◆ Your goal
Return every record exactly as written.

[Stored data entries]
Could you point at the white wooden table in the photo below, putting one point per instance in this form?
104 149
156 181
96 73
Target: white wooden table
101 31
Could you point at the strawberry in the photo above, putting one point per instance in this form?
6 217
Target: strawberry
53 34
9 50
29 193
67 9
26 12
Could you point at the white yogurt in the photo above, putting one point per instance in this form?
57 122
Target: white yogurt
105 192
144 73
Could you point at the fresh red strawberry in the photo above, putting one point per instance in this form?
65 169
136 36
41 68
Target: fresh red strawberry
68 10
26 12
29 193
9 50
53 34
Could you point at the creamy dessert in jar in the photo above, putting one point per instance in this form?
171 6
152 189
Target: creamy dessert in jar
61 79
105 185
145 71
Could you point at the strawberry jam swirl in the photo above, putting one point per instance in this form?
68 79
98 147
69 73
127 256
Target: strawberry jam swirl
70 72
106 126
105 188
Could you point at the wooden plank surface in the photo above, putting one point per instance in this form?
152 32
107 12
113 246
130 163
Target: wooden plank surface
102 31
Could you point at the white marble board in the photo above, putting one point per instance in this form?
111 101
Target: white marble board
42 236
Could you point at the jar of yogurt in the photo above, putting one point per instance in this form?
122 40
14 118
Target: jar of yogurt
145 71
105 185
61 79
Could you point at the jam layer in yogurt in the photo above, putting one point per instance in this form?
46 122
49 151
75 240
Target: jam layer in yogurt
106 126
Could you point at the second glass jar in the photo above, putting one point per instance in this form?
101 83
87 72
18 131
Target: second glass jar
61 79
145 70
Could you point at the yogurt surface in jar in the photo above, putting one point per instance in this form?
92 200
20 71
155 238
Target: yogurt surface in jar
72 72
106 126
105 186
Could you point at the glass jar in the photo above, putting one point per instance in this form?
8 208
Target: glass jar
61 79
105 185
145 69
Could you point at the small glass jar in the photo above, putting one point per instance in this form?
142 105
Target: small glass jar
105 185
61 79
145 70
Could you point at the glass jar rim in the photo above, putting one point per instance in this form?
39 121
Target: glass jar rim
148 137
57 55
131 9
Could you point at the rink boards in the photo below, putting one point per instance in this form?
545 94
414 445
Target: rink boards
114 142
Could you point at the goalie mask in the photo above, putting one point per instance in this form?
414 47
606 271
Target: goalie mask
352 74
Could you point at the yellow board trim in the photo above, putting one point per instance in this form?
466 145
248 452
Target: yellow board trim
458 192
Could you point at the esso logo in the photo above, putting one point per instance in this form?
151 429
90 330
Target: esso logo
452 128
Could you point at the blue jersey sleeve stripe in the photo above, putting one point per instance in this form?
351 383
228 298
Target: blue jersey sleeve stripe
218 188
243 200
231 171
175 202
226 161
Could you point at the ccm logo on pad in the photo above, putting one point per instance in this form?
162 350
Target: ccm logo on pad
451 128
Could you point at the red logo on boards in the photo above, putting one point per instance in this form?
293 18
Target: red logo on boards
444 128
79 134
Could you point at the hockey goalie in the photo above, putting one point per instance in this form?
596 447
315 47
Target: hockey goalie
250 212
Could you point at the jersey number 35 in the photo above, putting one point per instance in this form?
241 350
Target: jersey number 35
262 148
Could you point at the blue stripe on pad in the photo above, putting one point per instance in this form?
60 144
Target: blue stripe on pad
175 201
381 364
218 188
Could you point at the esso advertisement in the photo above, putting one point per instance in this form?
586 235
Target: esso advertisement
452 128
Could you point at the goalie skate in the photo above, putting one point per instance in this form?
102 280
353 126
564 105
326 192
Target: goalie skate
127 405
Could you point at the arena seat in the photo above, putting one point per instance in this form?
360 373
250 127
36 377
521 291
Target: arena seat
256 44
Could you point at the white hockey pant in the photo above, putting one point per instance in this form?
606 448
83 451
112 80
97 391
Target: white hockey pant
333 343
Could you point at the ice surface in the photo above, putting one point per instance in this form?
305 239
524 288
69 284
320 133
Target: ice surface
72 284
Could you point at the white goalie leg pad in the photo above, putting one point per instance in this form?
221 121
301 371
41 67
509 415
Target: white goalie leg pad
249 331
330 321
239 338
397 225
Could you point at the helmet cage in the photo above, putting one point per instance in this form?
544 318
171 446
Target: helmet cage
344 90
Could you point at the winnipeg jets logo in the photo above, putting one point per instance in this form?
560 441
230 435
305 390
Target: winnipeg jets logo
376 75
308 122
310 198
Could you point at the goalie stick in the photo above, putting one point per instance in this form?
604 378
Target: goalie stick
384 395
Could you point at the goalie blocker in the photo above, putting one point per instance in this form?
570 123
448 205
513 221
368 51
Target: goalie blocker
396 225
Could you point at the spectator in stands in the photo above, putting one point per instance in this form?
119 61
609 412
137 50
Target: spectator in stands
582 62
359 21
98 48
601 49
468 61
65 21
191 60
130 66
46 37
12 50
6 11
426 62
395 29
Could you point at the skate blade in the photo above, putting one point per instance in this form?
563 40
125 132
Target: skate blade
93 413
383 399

◆ Result below
Could you point at the white wooden table in the photo below, putting one point per instance in this form?
104 149
156 181
96 73
Target: white wooden table
101 31
Could you point at the strawberry in the photo above, putting one point per instance in this form?
6 217
Target: strawberry
53 34
9 50
29 193
67 9
26 12
Could you point at the white yogurt in the photo above, putting one point per instance in this form?
57 122
Target: white yogurt
105 192
144 73
Could you point at the fresh red strawberry in the photo above, putting one point per instance in this form?
65 169
136 36
41 68
Target: fresh red strawberry
68 10
26 12
29 193
9 50
53 34
Could you point at the creamy dessert in jar in the photo above, putting one point per instance in this form?
171 6
152 189
Target: creamy dessert in jar
61 79
105 185
145 71
Could you point at the strawberry jam swirl in the photo above, putting one point per instance in this form?
68 79
98 147
69 73
127 256
Target: strawberry jam swirl
70 72
106 126
105 188
Could you point at the wooden plank surface in the photo above, putting one point per instance in this form?
152 32
107 12
113 246
130 163
Target: wooden plank surface
102 31
Could you point at the white marble board in the photo above, putting one point per instance in this form?
111 101
Target: white marble board
42 236
Could you point at the jar of yogurt in the photo above, putting one point per instance in this form?
122 40
14 118
Target: jar of yogurt
145 71
105 185
61 79
Could you point at the jam layer in yogurt in the photo above, putting one point per instance in this form?
46 122
49 151
75 240
Target: jam layer in yogurt
106 126
Could you point at the second glass jar in the photo above, putting one point per instance in this form?
101 83
87 72
18 131
Target: second glass jar
61 79
145 70
Could you point at the yogurt surface in jar in the photo above, putting one point per instance in this form?
92 200
20 71
155 238
Target: yogurt surface in jar
72 72
106 126
105 186
Could you point at the glass jar in the photo above, putting one point per instance in this form?
8 208
Target: glass jar
61 79
105 185
145 69
Could you point at the small glass jar in the photo above, putting one point per instance in this form?
142 105
Target: small glass jar
105 185
61 79
145 70
Could you point at the glass jar rim in the photo above, putting one point per instance in this form?
39 121
Target: glass jar rim
148 137
57 55
131 9
Could you point at the rink boards in the photo below, putting one point per instance in this form?
545 94
414 445
Target: rink boards
114 142
Could you point at the goalie mask in the photo above, putting one point per instance in this form?
414 47
606 271
Target: goalie mask
352 74
Could you point at the yellow board trim in the photo above, putting one point per instance in this form?
466 145
248 452
Target: yellow board trim
458 192
Could you point at the esso logo in the photo above, putting one point per instance in this form?
151 429
90 330
Target: esso logo
452 128
Could you point at the blue jersey sleeve stripe in the photo above, putting one point per instance in this form?
351 383
228 298
Target: blue jersey sleeve stripe
218 188
243 200
231 171
175 202
226 161
Could you point at the ccm logo on pad in the photo above, putting one point per instance in this form?
162 350
Target: ccm logo on pad
451 128
Could you point at the red logo on boards in the photo above, putting one point per instance in this form?
293 18
Target: red logo on boards
444 128
79 134
Could you point at the hockey goalie in the photo above, putting one point per instance in this form?
596 447
315 47
Target: hockey goalie
250 212
Could you point at the jersey number 35 in the photo above, putting one point per instance in this form?
241 350
Target: jersey number 35
262 148
Could you point at the blue stripe on pad in the photo above, putting one point per instance in this form?
60 144
Target: blue stripe on pad
175 201
381 364
218 188
Could you point at the esso advertisement in the photo above, putting one point per instance in this form?
586 235
Target: esso advertisement
452 128
Could you point at the goalie skate in the photo above, putting one point per instance in this form?
102 280
353 126
564 105
326 192
Target: goalie skate
127 405
Could you point at the arena seat in the photo above, putting one point per instance in this form?
360 373
250 127
36 377
521 291
Target: arena seat
256 44
Could you point at the white hockey pant in the photo above, putting one point per instance in this form?
606 448
83 451
112 80
97 391
Target: white hockey pant
333 343
Could you point at the ice surface in the photo above, putting one point per instance in this form?
305 239
524 288
69 284
320 133
Target: ice surface
72 284
Could you point at the white goalie leg pad in the photo above, putting one point per instance in this form?
221 121
301 371
41 67
509 415
Target: white goalie leg pad
249 331
330 321
239 338
397 225
Could you point at the helmet cage in the photo above, putting one point per instance in this form?
544 318
171 446
Target: helmet cage
344 90
Could you point at the winnipeg jets logo in the photo above, putting one point per instance in this form?
560 441
230 435
305 390
Target: winnipeg jets logo
376 75
308 122
310 198
Could you point at the goalie stick in the photo above, putting one point per instance in this form?
604 378
Target: goalie stick
384 395
Could you point at the goalie blocker in the photo above, putting one point per instance in this form?
570 123
448 205
513 221
368 51
Target: goalie blocker
396 225
Could you point at the spectator in stands in the photo above, putting one point per instance in this form?
119 61
609 412
137 50
Target: spectator in stands
582 62
359 21
98 48
601 49
468 61
65 21
191 60
130 66
46 37
12 50
6 11
426 62
395 29
Could you point at the skate blade in the photo above, putting one point per instance in this form?
563 40
125 132
Target: skate blade
93 413
383 399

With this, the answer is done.